Please copy the data from the line with "Audit flag: the red" up to and including the line with "[195, 230, 416, 381]", substituting "storage crate" for "delivery box" and leaving everything else unchanged. Return only those lines.

begin Supplied entries

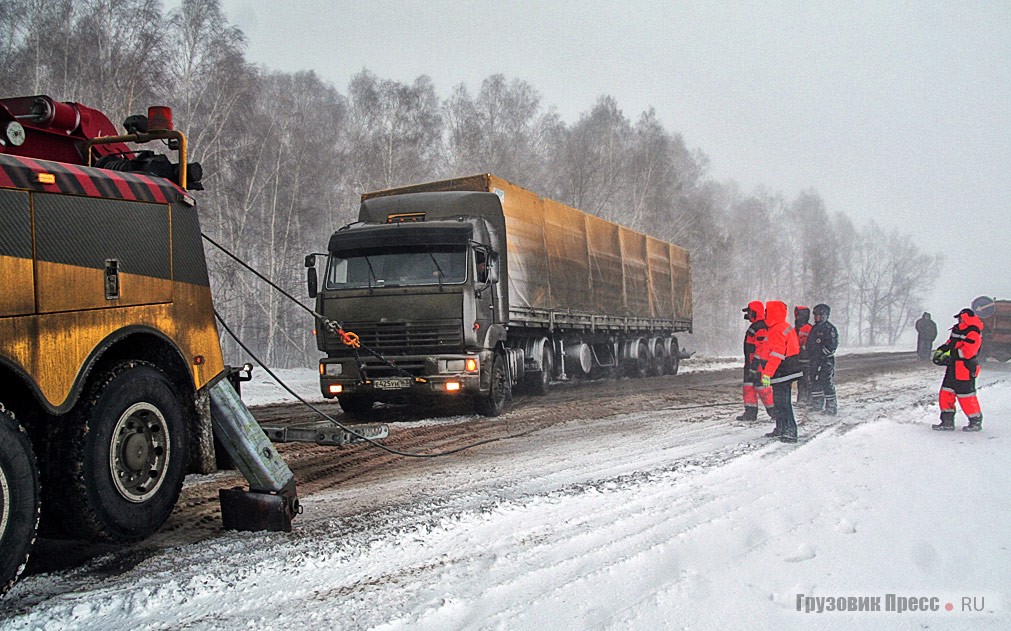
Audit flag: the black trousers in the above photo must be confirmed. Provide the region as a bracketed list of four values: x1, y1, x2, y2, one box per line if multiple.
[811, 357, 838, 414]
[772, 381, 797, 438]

end Supplied entries
begin Supplied entries

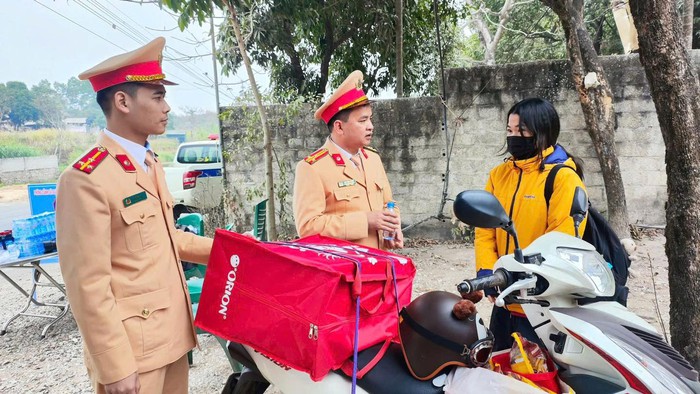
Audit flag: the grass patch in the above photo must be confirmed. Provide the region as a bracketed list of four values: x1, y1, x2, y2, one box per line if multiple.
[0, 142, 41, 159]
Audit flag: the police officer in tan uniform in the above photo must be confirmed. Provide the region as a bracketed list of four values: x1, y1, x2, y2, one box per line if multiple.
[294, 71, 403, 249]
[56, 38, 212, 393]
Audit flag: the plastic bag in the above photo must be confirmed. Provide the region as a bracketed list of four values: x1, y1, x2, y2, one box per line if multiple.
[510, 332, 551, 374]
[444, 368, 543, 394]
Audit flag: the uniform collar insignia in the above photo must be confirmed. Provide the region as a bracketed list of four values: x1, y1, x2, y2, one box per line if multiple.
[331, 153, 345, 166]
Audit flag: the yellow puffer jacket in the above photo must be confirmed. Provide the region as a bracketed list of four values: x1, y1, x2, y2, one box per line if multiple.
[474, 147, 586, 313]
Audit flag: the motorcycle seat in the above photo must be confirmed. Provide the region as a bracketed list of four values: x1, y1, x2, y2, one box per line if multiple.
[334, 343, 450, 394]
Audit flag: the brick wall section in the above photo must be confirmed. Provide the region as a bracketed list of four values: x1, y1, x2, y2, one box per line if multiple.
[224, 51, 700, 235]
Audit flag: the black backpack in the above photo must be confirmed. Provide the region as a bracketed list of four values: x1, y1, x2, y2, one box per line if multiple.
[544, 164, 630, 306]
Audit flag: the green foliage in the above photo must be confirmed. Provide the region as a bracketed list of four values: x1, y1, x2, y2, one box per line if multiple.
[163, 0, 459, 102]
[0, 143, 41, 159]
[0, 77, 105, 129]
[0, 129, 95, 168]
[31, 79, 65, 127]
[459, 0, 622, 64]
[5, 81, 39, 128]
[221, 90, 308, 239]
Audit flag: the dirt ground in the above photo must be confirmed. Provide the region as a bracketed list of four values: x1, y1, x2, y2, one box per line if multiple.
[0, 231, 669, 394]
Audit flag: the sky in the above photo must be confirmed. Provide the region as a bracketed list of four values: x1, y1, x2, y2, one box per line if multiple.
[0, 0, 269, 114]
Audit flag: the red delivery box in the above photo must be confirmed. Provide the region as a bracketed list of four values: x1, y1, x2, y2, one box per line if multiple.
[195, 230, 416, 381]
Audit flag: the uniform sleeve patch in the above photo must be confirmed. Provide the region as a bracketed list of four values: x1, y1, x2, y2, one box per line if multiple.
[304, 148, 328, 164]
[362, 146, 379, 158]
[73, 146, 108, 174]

end Supplied entries

- Output of the exercise:
Audit flag: the red storage crate in the above photo must be confirmed. Provide the region as a bracketed list of four values: x1, y1, x2, y2, one box per line if multiple.
[195, 230, 416, 381]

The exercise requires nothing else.